:: Extracted data

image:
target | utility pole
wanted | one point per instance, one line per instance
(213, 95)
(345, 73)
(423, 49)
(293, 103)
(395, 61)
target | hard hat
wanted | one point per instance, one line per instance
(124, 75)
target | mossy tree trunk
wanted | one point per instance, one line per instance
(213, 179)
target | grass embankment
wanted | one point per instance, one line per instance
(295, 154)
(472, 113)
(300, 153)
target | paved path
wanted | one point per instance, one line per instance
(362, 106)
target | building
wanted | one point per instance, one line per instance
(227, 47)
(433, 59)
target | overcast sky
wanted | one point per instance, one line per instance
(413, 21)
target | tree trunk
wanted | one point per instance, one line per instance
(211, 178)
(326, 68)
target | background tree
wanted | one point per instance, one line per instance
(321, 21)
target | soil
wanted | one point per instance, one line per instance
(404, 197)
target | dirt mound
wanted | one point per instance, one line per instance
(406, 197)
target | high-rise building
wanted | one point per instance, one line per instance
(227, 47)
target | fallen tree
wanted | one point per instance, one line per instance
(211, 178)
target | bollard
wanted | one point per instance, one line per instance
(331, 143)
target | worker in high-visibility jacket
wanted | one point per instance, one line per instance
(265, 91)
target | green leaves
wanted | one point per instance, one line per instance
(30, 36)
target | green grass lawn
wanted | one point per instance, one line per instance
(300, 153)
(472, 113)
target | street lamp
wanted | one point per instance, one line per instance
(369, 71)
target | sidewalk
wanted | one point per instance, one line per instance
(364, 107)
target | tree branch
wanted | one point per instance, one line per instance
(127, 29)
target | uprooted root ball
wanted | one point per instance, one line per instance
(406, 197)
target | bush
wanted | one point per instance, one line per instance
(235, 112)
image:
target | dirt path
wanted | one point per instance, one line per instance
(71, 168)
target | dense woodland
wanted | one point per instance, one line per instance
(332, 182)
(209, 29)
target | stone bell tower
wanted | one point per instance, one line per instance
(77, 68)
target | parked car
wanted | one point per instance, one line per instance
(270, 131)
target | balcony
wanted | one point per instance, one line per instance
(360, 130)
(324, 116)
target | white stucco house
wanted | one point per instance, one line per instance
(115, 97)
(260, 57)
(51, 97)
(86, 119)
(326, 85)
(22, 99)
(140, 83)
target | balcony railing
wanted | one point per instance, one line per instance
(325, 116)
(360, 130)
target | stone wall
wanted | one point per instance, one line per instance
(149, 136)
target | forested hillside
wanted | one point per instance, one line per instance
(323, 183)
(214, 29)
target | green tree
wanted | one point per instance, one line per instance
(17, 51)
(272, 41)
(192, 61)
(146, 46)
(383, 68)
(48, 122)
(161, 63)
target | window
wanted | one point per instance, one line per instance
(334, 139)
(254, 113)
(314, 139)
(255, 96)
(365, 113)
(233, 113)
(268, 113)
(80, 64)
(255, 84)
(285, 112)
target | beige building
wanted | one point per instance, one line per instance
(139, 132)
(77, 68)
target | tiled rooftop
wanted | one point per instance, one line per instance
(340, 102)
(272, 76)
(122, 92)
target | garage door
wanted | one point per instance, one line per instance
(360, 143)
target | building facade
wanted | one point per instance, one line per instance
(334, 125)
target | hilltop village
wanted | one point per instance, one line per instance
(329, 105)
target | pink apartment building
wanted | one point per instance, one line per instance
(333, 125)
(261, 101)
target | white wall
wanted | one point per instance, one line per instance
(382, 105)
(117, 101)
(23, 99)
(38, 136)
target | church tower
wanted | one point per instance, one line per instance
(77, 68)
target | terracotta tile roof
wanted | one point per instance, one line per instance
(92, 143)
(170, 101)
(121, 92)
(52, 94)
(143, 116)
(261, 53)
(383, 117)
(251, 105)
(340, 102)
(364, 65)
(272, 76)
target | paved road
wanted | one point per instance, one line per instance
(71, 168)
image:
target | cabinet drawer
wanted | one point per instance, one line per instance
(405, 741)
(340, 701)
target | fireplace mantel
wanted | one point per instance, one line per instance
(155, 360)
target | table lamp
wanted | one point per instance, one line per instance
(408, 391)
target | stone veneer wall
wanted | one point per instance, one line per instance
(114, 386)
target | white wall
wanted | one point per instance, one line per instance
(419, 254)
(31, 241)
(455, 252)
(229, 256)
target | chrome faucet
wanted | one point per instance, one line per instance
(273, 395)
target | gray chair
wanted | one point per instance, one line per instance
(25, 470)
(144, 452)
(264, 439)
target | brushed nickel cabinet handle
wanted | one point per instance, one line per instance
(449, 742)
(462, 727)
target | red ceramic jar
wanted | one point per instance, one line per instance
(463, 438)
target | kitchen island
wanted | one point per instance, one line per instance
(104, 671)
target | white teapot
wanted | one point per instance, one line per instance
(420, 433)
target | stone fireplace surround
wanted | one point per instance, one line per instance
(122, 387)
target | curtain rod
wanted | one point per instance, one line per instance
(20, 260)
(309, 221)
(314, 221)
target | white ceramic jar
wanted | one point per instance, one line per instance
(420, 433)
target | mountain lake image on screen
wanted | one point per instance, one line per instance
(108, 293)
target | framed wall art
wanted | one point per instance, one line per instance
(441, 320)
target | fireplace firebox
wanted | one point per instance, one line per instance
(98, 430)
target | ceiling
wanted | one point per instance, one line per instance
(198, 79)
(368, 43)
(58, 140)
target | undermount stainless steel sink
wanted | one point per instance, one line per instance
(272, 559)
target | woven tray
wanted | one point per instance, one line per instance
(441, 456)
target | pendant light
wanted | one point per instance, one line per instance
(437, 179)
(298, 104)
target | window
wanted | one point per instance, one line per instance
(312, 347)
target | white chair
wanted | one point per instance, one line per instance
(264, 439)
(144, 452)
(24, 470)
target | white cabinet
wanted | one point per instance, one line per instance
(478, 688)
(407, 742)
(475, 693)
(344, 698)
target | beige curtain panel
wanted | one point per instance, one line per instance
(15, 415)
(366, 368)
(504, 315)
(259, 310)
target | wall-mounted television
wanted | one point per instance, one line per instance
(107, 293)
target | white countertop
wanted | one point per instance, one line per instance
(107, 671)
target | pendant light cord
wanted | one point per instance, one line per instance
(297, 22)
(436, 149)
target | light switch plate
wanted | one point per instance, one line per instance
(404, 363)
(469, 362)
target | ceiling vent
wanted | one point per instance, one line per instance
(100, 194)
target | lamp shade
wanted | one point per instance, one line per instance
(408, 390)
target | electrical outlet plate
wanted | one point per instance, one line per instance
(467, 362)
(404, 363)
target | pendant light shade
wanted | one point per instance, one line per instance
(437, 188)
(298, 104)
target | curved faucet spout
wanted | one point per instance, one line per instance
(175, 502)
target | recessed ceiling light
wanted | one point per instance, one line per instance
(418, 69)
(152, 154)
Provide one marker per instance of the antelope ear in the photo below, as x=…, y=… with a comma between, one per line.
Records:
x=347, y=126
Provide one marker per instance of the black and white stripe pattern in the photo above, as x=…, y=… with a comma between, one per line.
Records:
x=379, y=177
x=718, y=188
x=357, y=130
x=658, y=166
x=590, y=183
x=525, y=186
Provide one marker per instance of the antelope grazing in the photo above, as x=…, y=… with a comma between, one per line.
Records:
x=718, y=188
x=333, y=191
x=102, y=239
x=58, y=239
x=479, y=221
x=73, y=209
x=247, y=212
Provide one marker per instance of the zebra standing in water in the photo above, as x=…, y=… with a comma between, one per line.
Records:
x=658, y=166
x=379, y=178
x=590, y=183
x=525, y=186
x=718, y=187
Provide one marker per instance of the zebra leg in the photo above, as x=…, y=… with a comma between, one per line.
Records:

::::

● **Stated problem**
Turn the part that opens with the line containing "Provide one marker per instance of the antelope grazing" and closes at the end of the rows into a Markdown table with the columns No. and Line. Number each line in order and leave out blank lines.

● **Problem solution**
| No. | Line |
|---|---|
| 1 | Provide one marker per instance of the antelope grazing in the photo above, as x=…, y=… with a comma between, one per line. |
| 2 | Records: |
| 3 | x=718, y=188 |
| 4 | x=333, y=191 |
| 5 | x=102, y=239 |
| 6 | x=58, y=239 |
| 7 | x=479, y=221 |
| 8 | x=73, y=209 |
| 9 | x=247, y=212 |
| 10 | Provide one marker per instance of the zebra standing in water in the photo above, as x=…, y=… with a comma between, one per line. |
| 11 | Records: |
| 12 | x=658, y=166 |
| 13 | x=379, y=178 |
| 14 | x=590, y=183 |
| 15 | x=525, y=186 |
| 16 | x=718, y=187 |
| 17 | Provide one marker per instance of the zebra leg in the photo above, as x=…, y=… with a comma between, one per line. |
| 18 | Records: |